What is expected:
Read the data and repeat all of it exactly.

# Start of Available records

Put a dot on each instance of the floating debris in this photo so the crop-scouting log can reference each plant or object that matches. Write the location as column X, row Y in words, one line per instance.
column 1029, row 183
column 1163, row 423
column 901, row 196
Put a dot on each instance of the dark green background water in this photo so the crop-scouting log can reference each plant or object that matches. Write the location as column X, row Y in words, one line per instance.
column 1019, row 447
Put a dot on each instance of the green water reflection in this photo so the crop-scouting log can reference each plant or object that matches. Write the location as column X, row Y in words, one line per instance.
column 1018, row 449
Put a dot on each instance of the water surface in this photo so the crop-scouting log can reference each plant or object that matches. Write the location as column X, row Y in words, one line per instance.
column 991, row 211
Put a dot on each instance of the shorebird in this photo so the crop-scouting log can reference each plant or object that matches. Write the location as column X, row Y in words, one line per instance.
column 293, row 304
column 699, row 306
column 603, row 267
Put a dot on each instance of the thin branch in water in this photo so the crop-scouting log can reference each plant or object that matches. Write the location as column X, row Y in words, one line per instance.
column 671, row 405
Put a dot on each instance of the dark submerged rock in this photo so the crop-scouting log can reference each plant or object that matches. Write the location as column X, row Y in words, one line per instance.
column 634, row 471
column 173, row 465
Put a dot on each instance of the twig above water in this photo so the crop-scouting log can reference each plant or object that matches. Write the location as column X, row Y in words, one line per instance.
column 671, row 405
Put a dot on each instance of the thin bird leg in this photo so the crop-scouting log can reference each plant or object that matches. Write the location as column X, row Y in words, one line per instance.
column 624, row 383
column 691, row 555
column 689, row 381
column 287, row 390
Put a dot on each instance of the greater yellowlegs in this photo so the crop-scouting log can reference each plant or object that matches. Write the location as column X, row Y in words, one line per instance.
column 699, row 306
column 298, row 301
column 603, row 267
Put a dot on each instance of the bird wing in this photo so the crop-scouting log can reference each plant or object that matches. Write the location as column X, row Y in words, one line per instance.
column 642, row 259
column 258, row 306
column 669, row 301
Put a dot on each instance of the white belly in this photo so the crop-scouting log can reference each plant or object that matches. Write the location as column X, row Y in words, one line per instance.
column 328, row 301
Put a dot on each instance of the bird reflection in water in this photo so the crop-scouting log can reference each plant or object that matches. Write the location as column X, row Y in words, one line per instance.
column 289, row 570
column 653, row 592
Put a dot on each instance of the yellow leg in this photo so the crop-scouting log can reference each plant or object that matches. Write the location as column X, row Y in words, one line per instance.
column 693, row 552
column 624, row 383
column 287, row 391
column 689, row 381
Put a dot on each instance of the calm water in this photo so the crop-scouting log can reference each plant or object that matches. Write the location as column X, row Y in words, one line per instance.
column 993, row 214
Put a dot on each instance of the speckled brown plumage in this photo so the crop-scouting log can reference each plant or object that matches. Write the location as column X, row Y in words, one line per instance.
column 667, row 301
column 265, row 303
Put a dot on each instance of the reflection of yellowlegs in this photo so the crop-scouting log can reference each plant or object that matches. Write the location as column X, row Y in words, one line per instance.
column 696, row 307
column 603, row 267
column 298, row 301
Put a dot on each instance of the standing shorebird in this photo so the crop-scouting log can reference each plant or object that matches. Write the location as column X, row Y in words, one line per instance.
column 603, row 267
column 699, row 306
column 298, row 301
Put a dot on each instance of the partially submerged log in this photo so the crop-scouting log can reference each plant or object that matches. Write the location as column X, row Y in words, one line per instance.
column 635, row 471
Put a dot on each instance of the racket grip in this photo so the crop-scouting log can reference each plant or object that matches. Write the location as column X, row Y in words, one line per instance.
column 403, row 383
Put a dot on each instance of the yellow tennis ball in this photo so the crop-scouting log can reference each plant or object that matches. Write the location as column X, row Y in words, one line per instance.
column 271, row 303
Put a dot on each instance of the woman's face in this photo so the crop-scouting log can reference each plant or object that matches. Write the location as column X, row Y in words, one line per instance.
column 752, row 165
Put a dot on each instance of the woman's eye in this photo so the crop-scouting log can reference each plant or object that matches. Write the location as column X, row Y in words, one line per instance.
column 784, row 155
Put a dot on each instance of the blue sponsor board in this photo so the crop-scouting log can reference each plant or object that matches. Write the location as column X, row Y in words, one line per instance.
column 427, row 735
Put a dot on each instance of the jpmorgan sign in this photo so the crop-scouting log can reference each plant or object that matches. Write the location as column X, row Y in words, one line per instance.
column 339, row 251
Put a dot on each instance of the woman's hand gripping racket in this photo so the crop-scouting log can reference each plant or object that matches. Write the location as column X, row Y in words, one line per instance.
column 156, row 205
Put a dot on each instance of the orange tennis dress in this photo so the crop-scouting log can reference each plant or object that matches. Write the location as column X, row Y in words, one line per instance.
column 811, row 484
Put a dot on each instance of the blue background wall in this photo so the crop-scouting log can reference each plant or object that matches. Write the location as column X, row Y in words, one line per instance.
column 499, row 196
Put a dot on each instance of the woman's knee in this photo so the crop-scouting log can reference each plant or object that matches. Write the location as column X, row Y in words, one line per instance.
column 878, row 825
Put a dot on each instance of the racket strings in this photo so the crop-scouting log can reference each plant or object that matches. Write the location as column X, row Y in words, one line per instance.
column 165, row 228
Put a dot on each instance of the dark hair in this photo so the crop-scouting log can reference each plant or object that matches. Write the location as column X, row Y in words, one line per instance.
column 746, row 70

# End of Available records

Result of this exercise:
Put a dot on each instance of the floating debris in this photo so the crop-scouting log can reference each plant or object that matches. Write the location as column X, row Y in words, one line per instance.
column 1029, row 183
column 1163, row 423
column 901, row 196
Put a dot on each instance of the dark green background water in this photo so the crop-scouting log can reference each plant or object that matches. Write the location as column X, row Y in words, one line per instance.
column 1019, row 447
Put a dot on each instance of the green water reflection in this photo so the crop-scouting log can reference each plant or object that matches. Write the location as column X, row Y in words, one line per instance.
column 1018, row 449
Put a dot on each instance of the water surface in this photo so the crop-scouting log can reference each plant or object that matches. Write the location as column X, row Y in words, one line per instance.
column 991, row 211
Put a dot on each instance of the shorebird in this photo so the crop-scouting log can reference each plant or object that matches. Write the location as column X, row Y in words, one line per instance.
column 293, row 304
column 699, row 306
column 603, row 267
Put a dot on each instance of the thin branch in water in this photo so the crop-scouting log can reference each plant or object that matches. Write the location as column X, row Y in words, one line per instance.
column 671, row 405
Put a dot on each instance of the dark submerged rock in this photo so the crop-scouting log can reference each plant or object that matches. Write the location as column X, row Y in words, one line per instance.
column 634, row 471
column 173, row 465
Put a dot on each instance of the twig above water in this photo so the crop-scouting log can reference each plant or object that matches. Write the location as column X, row Y in words, one line per instance.
column 671, row 405
Put a dot on each instance of the thin bird leg in this photo so the crop-scouting log can reference each plant or object that matches. Write the location as column X, row Y in words, one line per instance.
column 624, row 383
column 691, row 555
column 689, row 381
column 287, row 390
Put a dot on each instance of the greater yellowlegs in this photo so the crop-scouting log can reference each plant or object that matches. Write the location as column X, row Y in words, one line per instance.
column 699, row 306
column 298, row 301
column 603, row 267
Put a dot on each instance of the bird wing in this photo so the crop-scouting log can reference each plant or object that matches. Write the location as column X, row Y in words, one line per instance.
column 642, row 259
column 258, row 306
column 669, row 301
Put a dot on each instance of the white belly in this photo so the crop-scouting log can reference each plant or object that matches. Write the location as column X, row Y in words, one line per instance.
column 328, row 301
Put a dot on each instance of the bird reflection in water in this photo so the crop-scouting log can reference each plant or object that matches. Write the location as column X, row Y in words, one line per instance.
column 289, row 570
column 653, row 592
Put a dot on each instance of the yellow leg in this photo so the crop-scouting log can reference each plant or object that matches. Write the location as column X, row Y in words, one line per instance.
column 693, row 552
column 624, row 383
column 287, row 391
column 689, row 381
Put a dot on each instance of the calm water in this photo so the crop-scouting log can reference each plant or object that matches. Write the location as column X, row Y in words, one line per instance.
column 993, row 214
Put a dot on each instance of the speckled brown plumage in this photo so the crop-scouting log can reference each plant or object that matches. Write the location as column X, row Y in words, one line per instance.
column 667, row 301
column 265, row 303
Put a dot on each instance of the reflection of yellowlegs in this photo so the crop-scouting log can reference each plant or object that matches. Write the location as column X, row Y in words, one line per instance.
column 696, row 307
column 603, row 267
column 298, row 301
Put a dot on each instance of the standing shorebird in this photo so the crop-scouting log can reference each plant or object that matches. Write the location as column X, row Y in words, one line per instance.
column 603, row 267
column 699, row 306
column 298, row 301
Put a dot on each instance of the partially submerged log in this photo so the crop-scouting log can reference each plant or object that matches. Write the location as column X, row Y in words, one line per instance.
column 635, row 471
Put a dot on each instance of the racket grip in this photo so the crop-scouting log can reference each plant or object that matches. Write the location as column X, row Y in words, one line per instance.
column 403, row 383
Put a dot on each instance of the yellow tennis ball in this photo so the crop-scouting log can reference each plant or object that matches. Write the location as column X, row Y in words, one line per instance.
column 271, row 303
Put a dot on each instance of the woman's face in this photo so the crop-scouting log can reference each plant or object that matches. Write the location as column X, row Y in words, one line per instance.
column 752, row 165
Put a dot on each instance of the woman's eye in this photo so the crop-scouting log can reference each plant or object that matches. Write the location as column X, row Y in words, one line per instance.
column 784, row 155
Put a dot on each instance of the blue sponsor board in this photo so the crop-scouting log can reference each plant or object that matches. Write the location as column X, row Y in words, one line per instance.
column 427, row 735
Put a dot on each instance of the jpmorgan sign in this photo so the crop-scouting log can reference each plant or object that matches. Write the location as column X, row Y in words, one line per instance.
column 339, row 251
Put a dot on each instance of the woman's hand gripping racket in this photo so the crop-scouting log can reference each plant or object that matches. Write the location as column X, row Y in words, one line per instance.
column 156, row 205
Put a dot on each instance of the orange tennis dress in this photo so the crop-scouting log can reference each plant or object that matches. Write the location as column X, row Y in words, one line per instance.
column 811, row 484
Put a dot on each instance of the blue background wall in this photo so the crop-scouting log can reference each plant or object that matches. Write the location as column X, row Y in words, one line per instance.
column 499, row 196
Put a dot on each instance of the woman's knee in this photo so the crop-scouting log can reference each plant or object that matches. Write the location as column X, row Y in words, one line per instance.
column 878, row 825
Put a dot on each instance of the racket strings in this photo so the crop-scouting log can reference each plant or object that matches. Write the location as column X, row Y in words, one line per instance.
column 165, row 228
Put a dot on each instance of the dark hair in this photo so the crop-scouting log can reference each plant or object that matches. Write the location as column X, row Y in words, one line per instance.
column 746, row 70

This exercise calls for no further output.